WHAT IS BEING ASKED
Rewrite the records from the line containing "Exercise. Tag every instance of the ancient" through the end of the records as a two-column CSV with the headers text and answer. Give one row per record, put each value in a single quoted field, and replace line breaks with spaces.

EXTRACTED MATERIAL
------

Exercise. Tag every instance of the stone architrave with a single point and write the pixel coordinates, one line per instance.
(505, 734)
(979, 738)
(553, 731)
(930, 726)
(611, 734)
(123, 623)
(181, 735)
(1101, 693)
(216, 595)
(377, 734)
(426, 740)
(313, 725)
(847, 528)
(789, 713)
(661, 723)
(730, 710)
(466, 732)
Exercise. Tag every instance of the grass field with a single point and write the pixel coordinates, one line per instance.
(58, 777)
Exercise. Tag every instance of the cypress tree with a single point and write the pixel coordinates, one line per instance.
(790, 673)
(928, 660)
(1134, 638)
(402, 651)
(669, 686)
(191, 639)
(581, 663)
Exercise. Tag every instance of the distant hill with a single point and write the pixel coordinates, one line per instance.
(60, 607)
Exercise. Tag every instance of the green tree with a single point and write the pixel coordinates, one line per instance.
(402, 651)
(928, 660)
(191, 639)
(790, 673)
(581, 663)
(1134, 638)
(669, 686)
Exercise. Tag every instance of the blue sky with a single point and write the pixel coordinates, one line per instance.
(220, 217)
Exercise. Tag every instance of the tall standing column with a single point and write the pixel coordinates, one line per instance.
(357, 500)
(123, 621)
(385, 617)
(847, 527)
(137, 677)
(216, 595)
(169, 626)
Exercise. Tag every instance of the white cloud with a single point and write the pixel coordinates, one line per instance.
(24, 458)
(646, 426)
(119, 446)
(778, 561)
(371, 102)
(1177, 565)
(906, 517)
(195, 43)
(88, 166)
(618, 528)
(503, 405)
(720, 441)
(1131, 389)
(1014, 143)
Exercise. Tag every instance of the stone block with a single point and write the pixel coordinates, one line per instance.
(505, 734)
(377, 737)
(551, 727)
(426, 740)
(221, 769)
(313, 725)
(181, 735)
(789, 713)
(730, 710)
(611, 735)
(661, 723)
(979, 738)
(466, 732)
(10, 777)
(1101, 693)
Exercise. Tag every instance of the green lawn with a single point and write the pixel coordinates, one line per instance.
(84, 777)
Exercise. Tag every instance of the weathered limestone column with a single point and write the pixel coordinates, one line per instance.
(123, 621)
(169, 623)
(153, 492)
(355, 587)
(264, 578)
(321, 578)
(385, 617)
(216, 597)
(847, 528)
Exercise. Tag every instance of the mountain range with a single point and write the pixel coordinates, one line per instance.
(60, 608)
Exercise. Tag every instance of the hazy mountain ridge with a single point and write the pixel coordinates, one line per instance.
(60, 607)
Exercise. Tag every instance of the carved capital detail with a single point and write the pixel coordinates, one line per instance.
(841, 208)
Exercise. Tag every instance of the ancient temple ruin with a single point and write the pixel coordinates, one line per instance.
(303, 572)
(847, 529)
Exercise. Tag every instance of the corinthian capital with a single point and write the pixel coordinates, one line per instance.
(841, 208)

------

THE COMPLETED TASK
text,answer
"Exercise. Tag every instance of the ancient temple ruin with a single point and write the pixel coordinates, one line per instance.","(303, 572) (847, 529)"
"Exercise. Tag every instance of the corinthian capital with a single point and write the pixel coordinates, one line per instance.","(841, 208)"